— Directions —
Your job is to restate each entry word for word.

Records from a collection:
====================

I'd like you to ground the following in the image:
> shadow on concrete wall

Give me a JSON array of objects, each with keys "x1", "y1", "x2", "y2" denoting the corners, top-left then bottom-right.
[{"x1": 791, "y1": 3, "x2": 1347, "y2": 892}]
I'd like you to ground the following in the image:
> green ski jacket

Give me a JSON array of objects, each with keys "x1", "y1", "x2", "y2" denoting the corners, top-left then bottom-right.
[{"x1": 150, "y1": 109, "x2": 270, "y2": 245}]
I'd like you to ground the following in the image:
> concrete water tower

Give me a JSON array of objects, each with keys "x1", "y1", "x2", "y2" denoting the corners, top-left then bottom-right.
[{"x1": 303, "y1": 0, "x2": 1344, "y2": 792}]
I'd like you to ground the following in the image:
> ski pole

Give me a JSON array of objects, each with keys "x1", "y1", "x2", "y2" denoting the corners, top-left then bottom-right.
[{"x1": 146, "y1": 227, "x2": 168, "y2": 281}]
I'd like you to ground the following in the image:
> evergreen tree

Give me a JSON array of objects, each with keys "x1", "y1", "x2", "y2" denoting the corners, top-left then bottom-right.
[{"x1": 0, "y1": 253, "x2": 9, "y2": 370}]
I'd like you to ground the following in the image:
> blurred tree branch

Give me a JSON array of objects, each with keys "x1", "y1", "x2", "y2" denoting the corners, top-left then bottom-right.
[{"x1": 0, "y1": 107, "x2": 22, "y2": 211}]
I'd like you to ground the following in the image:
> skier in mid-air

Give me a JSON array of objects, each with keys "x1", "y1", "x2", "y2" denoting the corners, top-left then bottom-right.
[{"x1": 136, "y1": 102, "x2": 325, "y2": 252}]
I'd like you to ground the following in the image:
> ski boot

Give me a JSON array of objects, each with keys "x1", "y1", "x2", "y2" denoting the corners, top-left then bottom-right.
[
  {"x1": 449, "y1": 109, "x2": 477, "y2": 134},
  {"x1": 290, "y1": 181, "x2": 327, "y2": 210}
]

====================

— Correct output —
I'd like you to ground the following in the image:
> shadow on concrete wall

Give me a JSON array of objects, each with keys "x1", "y1", "x2", "y2" denoting the corners, top-left then bottom-right.
[{"x1": 791, "y1": 3, "x2": 1347, "y2": 892}]
I'd like you to ground the following in the image:
> green ski jacket

Give me a JSON array of objects, each with keys "x1", "y1", "x2", "y2" denoting the corners, top-left then bottom-right.
[{"x1": 150, "y1": 109, "x2": 270, "y2": 245}]
I'd like you to ground the following in the image:
> concrete water tower

Give me a JSON array of objects, each with keys "x1", "y1", "x2", "y2" denoting the corners, top-left then bottom-right.
[{"x1": 303, "y1": 0, "x2": 1344, "y2": 792}]
I'd like you to ground the following in the image:
> ski pole

Give me a JSON array of objects, each with keys "x1", "y1", "x2", "y2" denoting the corners, top-left then bottom-right.
[{"x1": 146, "y1": 227, "x2": 168, "y2": 281}]
I'd like you to ground the following in the image:
> evergreen tree

Give me a JSON array of objects, each with keys "x1", "y1", "x2", "y2" denoting the corners, top-left then bottom-right.
[{"x1": 0, "y1": 253, "x2": 9, "y2": 370}]
I'd like you to ground the following in the image:
> blurred tree branch

Give me a JSON array of objects, each with keys "x1", "y1", "x2", "y2" denoting the corners, top-left then bottom-right.
[{"x1": 0, "y1": 107, "x2": 22, "y2": 211}]
I'd like you to ground the following in the image:
> skier in mid-air

Give me a JSON array of objects, each with keys "x1", "y1", "x2", "y2" denoting the corners, top-left then bottom-right.
[{"x1": 136, "y1": 102, "x2": 325, "y2": 252}]
I'd like you to ground the following in the image:
> ski boot

Give me a JSON array of objects, each with keys "x1", "y1", "x2", "y2" denoting the corners, top-left then bottom-right.
[
  {"x1": 449, "y1": 109, "x2": 477, "y2": 134},
  {"x1": 290, "y1": 181, "x2": 327, "y2": 210}
]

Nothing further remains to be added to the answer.